- **What the task asks**
Write the next part of the news article about US sanctions on Russia over the nerve agent attack in Salisbury, starting after its last sentence.

- **Document section**
__________________________________________________
US to impose sanctions on Russia over nerve agent attack on former Russian spy in UK
Washington said on Wednesday it would impose fresh sanctions on Russia after it determined that Moscow had used a nerve agent against a former Russian agent and his daughter in Britain.
Sergei Skripal, a former colonel in Russia’s GRU military intelligence service, and his 33-year-old daughter, Yulia, were found slumped unconscious on a bench in the southern English city of Salisbury in March after a liquid form of the Novichok type of nerve agent was applied to his home's front door.
State Department spokeswoman Heather Nauert said it had been determined that Russia "has used chemical or biological weapons in violation of international law, or has used lethal chemical or biological weapons against its own nationals."
She said sanctions would take effect on or around Aug. 22.
The news came as Republican U.S. Senator Rand Paul said on Wednesday he had delivered a letter from President Donald Trump to Russian President Vladimir Putin proposing cooperation.
__________________________________________________
- **Data supplied**
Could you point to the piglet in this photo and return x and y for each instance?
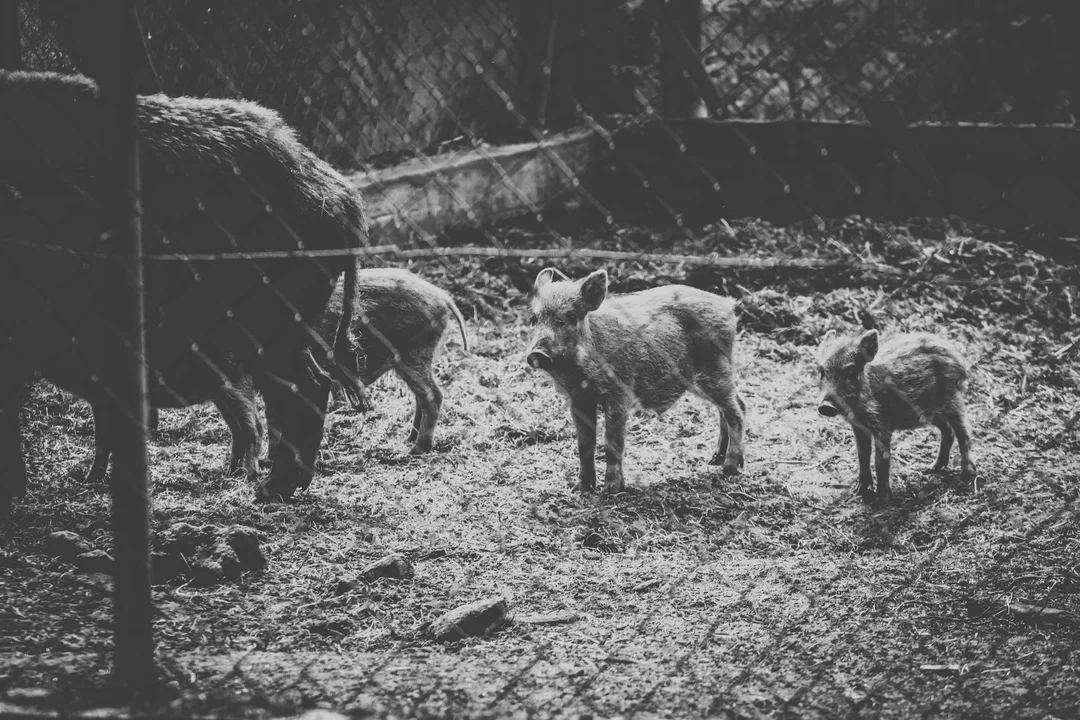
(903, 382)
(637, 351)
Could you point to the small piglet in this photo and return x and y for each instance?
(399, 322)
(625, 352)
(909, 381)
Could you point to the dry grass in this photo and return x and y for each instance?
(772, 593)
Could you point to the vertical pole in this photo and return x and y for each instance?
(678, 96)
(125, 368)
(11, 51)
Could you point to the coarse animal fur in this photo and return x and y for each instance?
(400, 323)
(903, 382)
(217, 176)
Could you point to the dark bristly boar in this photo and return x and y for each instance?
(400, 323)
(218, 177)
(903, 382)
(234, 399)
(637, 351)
__________________________________________________
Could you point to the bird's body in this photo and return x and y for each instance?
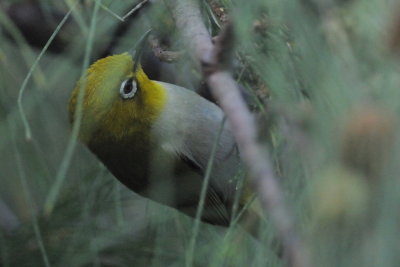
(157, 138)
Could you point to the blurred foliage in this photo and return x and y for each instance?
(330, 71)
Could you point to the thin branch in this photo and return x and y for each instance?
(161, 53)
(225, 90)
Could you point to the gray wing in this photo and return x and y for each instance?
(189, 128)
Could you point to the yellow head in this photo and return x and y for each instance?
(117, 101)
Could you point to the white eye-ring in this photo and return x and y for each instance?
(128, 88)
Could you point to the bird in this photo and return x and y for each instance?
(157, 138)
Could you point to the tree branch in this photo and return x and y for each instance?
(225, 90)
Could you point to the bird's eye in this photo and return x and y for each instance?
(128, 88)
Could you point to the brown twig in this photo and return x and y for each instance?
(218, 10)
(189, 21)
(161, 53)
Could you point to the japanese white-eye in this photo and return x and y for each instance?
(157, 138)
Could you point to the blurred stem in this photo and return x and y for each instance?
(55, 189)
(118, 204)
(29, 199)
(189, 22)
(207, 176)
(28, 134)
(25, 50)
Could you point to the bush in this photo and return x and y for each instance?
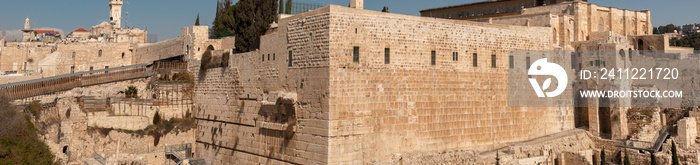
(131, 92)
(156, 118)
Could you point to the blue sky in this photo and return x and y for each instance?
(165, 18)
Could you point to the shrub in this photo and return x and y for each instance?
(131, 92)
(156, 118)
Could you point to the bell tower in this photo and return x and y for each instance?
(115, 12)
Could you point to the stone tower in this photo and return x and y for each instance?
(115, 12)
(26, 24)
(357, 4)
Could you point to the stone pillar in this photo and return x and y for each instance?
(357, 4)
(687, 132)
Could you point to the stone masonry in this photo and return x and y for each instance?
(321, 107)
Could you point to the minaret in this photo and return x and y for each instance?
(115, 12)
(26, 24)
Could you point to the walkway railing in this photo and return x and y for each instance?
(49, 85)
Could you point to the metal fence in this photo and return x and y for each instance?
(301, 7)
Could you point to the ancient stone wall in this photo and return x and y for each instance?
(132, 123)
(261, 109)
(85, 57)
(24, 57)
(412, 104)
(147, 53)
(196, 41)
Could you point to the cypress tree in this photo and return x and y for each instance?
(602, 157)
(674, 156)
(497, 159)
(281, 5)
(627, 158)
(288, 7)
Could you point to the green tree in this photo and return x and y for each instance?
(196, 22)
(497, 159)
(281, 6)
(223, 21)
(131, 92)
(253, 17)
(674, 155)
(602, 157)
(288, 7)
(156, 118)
__________________________________________________
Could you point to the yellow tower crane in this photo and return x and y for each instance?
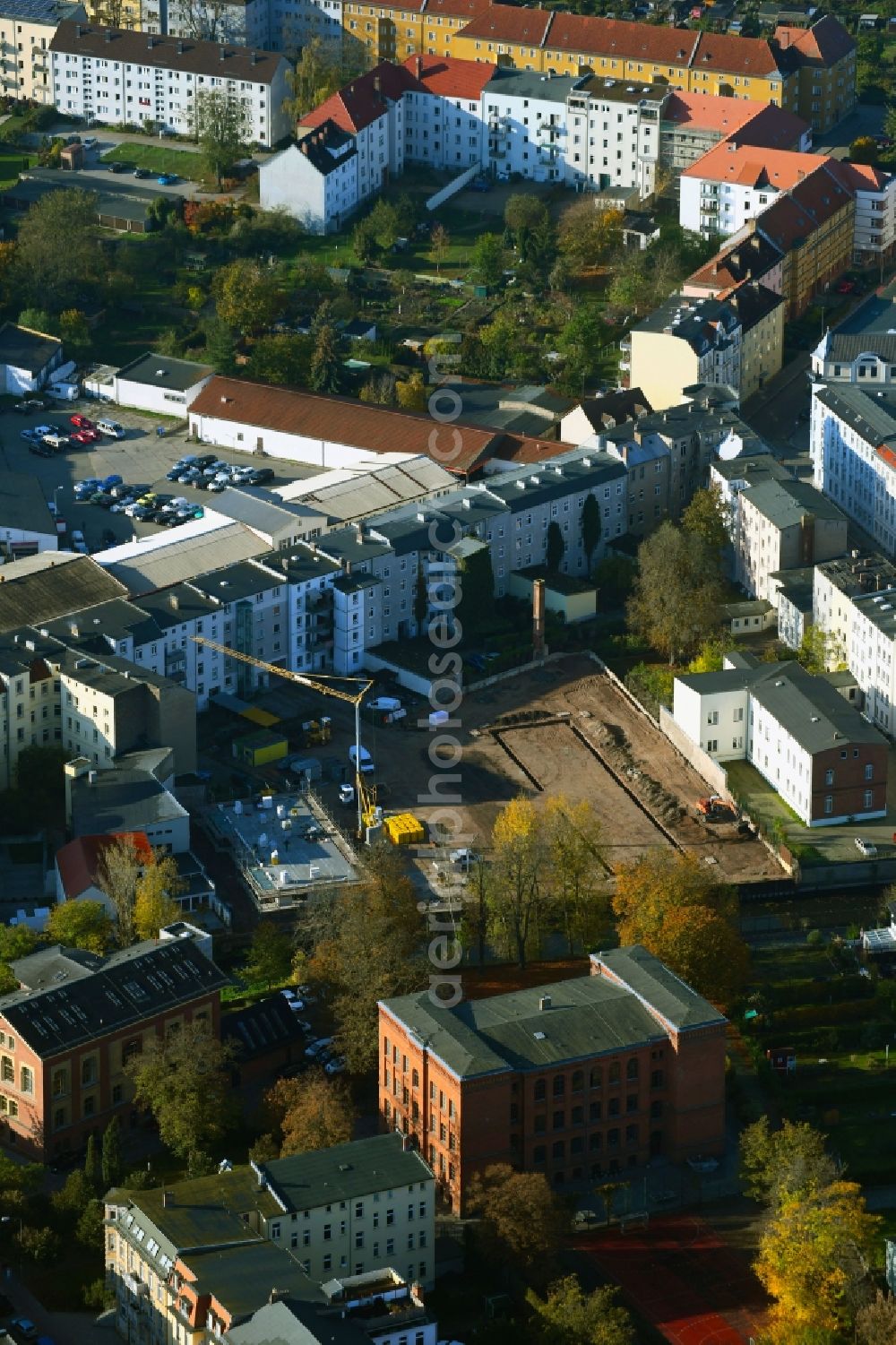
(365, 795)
__________________________________________________
- **Response to the exercise**
The sanctions would be structured in two tranches, with the biggest impact from the initial sanctions expected to come from a ban on granting licenses to export sensitive national security goods to Russia, NBC reported, quoting a senior State Department official.
Responding to new US sanctions on Russia, a Downing Street spokesman said: "The UK welcomes this further action by our US allies.
"The strong international response to the use of a chemical weapon on the streets of Salisbury sends an unequivocal message to Russia that its provocative, reckless behaviour will not go unchallenged."